=== 提供文章 ===
考え方としては非常にシンプルで、スマホからプリウスPHVにアクセスし、車両の状態(充電状況)の確認やエアコンの事前作動などが行えるというものだ。
これらに関してはそれほど驚きはないのだが、このシステムの優れている部分はそのセキュリティー性の高さである。単純にインターネット経由で接続する場合のセキュリティーリスクは高く、今後サイバー犯罪はクルマの世界にまで波及してくる。正確に言えば、こういった犯罪はすでに世界で起きているのが現実だ。しかしトヨタの場合は前述したDCMを使ったプラットフォームによって高いセキュリティーを実現している。
また車両に何か不具合が発生するとDCMを使いデータをセンターに送信、そこに蓄積されているビッグデータから解析を行い、オペレーターや販売店(営業時間内の場合)に連絡を行い、サポートを受けることができる「eケアサービス」のデモも行われたが、これもユーザーにとってはメリットが大きい。
=== 提供データ ===
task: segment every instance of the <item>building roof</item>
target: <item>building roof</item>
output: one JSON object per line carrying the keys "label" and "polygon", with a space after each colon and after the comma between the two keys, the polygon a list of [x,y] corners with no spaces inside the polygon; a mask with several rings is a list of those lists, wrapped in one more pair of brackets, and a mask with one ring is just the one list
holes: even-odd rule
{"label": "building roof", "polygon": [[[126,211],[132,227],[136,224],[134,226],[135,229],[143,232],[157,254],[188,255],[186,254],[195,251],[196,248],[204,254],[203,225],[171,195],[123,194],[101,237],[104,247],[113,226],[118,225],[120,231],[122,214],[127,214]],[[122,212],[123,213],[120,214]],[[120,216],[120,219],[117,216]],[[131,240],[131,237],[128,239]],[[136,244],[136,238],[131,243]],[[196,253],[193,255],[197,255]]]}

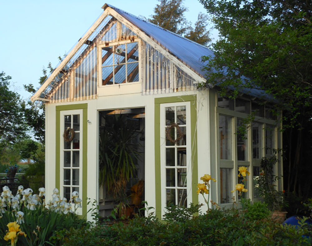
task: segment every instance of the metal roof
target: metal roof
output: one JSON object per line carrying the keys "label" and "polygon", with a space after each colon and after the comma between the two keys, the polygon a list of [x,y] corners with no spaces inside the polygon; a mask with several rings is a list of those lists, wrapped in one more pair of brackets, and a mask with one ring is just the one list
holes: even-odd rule
{"label": "metal roof", "polygon": [[[103,8],[109,7],[135,26],[154,41],[161,44],[168,51],[203,78],[206,72],[202,70],[207,64],[202,61],[203,56],[214,56],[213,52],[201,45],[175,33],[168,31],[152,23],[129,14],[112,5],[105,4]],[[243,80],[245,77],[242,77]],[[230,88],[233,89],[233,88]],[[252,97],[272,100],[272,99],[262,90],[247,88],[241,89],[241,92]]]}

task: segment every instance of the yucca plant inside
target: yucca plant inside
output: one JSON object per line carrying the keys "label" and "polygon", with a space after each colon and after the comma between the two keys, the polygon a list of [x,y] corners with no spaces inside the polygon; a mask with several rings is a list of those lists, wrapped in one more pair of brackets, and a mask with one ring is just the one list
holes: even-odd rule
{"label": "yucca plant inside", "polygon": [[137,133],[126,115],[105,115],[100,129],[100,183],[115,197],[124,193],[137,170]]}

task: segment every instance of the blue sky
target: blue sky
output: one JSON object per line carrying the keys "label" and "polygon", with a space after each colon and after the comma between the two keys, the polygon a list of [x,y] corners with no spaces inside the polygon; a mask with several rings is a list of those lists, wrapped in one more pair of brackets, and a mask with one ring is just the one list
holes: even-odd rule
{"label": "blue sky", "polygon": [[[134,15],[148,17],[157,0],[115,0],[107,3]],[[12,77],[12,89],[24,99],[31,95],[23,85],[37,88],[43,67],[67,52],[101,14],[105,2],[99,0],[16,0],[1,2],[0,72]],[[185,0],[188,20],[194,23],[206,12],[196,0]],[[217,36],[215,32],[212,37]]]}

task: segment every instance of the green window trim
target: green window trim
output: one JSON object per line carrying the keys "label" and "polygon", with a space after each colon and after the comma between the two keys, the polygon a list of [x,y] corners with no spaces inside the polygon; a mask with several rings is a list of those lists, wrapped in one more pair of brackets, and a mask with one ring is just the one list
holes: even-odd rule
{"label": "green window trim", "polygon": [[194,204],[198,204],[198,195],[196,193],[198,183],[198,166],[197,160],[197,134],[196,121],[197,113],[196,95],[160,97],[155,99],[155,211],[156,217],[161,219],[161,180],[160,164],[160,104],[183,102],[190,102],[191,144],[192,148],[192,200]]}
{"label": "green window trim", "polygon": [[55,186],[59,190],[61,190],[61,111],[66,110],[82,109],[82,217],[87,214],[87,136],[88,136],[88,104],[83,103],[62,105],[56,106],[56,163]]}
===
_短い問題_
提供文章が説明する「eケアサービス」で、車両に不具合が発生したときに行われる処理を、本文の順にすべて挙げてください。

_記述解答_
1. DCMを使ってデータをセンターに送信する。
2. センターに蓄積されているビッグデータから解析を行う。
3. オペレーターや販売店(営業時間内の場合)に連絡を行う。
4. サポートを受ける。